[Data excerpts]
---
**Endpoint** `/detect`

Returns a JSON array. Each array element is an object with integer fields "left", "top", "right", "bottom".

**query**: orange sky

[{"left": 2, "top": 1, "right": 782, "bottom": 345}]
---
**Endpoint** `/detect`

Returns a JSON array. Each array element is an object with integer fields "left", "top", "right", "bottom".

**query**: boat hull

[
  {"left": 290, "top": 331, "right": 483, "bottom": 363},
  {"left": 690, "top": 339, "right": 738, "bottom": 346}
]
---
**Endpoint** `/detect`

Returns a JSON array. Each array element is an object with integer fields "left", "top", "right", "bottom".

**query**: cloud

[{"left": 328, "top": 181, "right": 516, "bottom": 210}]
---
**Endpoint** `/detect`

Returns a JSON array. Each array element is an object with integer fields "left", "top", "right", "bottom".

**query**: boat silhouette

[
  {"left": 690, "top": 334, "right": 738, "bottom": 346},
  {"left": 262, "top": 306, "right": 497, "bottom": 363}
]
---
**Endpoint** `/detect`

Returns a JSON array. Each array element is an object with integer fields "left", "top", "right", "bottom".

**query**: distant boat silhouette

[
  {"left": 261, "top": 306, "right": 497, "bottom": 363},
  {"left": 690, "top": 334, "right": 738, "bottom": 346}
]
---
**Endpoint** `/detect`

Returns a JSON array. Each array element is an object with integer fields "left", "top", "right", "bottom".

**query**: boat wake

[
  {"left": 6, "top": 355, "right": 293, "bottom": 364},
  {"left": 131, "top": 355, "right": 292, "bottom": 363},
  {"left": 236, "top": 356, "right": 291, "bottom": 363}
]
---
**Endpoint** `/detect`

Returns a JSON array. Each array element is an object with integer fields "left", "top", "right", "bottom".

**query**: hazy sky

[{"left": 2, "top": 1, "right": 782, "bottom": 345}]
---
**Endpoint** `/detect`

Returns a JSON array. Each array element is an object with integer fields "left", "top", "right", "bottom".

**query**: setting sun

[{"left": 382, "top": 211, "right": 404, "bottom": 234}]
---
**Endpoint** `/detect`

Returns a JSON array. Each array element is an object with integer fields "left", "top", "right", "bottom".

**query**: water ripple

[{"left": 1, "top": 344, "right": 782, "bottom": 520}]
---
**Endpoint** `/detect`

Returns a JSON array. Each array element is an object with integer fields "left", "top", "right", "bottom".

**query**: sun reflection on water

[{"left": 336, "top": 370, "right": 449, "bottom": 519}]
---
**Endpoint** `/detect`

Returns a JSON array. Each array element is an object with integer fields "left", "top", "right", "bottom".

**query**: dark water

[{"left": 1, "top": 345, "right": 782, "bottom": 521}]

TASK: Each record above is to be reproduced verbatim.

RESPONSE TO THIS TASK:
---
**Endpoint** `/detect`

Returns a JSON array. Each array element is an object with integer fields "left", "top", "right", "bottom".

**query**: orange sky

[{"left": 2, "top": 1, "right": 782, "bottom": 345}]
---
**Endpoint** `/detect`

Returns a JSON array. Each array element is an object with integer fields "left", "top", "right", "bottom".

**query**: boat hull

[
  {"left": 290, "top": 331, "right": 483, "bottom": 363},
  {"left": 690, "top": 339, "right": 738, "bottom": 346}
]
---
**Endpoint** `/detect`

Returns a JSON array. Each array element is an object with integer fields "left", "top", "right", "bottom".

**query**: cloud

[{"left": 328, "top": 181, "right": 516, "bottom": 210}]
---
**Endpoint** `/detect`

Returns a JSON array. Each array element is an object with integer fields "left", "top", "right", "bottom".

**query**: boat silhouette

[
  {"left": 690, "top": 334, "right": 738, "bottom": 346},
  {"left": 262, "top": 306, "right": 497, "bottom": 363}
]
---
**Endpoint** `/detect`

Returns a JSON array. Each array element is an object with integer fields "left", "top", "right", "bottom".

**query**: distant boat silhouette

[
  {"left": 261, "top": 306, "right": 497, "bottom": 363},
  {"left": 690, "top": 334, "right": 738, "bottom": 346}
]
---
**Endpoint** `/detect`

Returns a JSON array. Each array element is an object with integer fields "left", "top", "right", "bottom".

**query**: boat wake

[
  {"left": 6, "top": 355, "right": 293, "bottom": 364},
  {"left": 131, "top": 355, "right": 292, "bottom": 363},
  {"left": 236, "top": 356, "right": 291, "bottom": 363}
]
---
**Endpoint** `/detect`

Returns a JSON array. Each array element is an object with integer fields "left", "top", "right", "bottom".

**query**: hazy sky

[{"left": 2, "top": 1, "right": 782, "bottom": 345}]
---
**Endpoint** `/detect`

Returns a JSON array. Each array element is an object with integer fields "left", "top", "right", "bottom".

**query**: setting sun

[{"left": 382, "top": 211, "right": 404, "bottom": 234}]
---
**Endpoint** `/detect`

Returns a JSON array. Each array element is an object with integer fields "left", "top", "right", "bottom".

**query**: water ripple

[{"left": 1, "top": 344, "right": 782, "bottom": 520}]
---
**Endpoint** `/detect`

Returns a JSON array. Each array element is an object with integer fields "left", "top", "right", "bottom".

**query**: sun reflection on water

[{"left": 336, "top": 370, "right": 449, "bottom": 519}]
---
**Endpoint** `/detect`

Returns a JSON array. Each array element is an object with integer fields "left", "top", "right", "bottom".

**query**: dark water

[{"left": 1, "top": 345, "right": 782, "bottom": 521}]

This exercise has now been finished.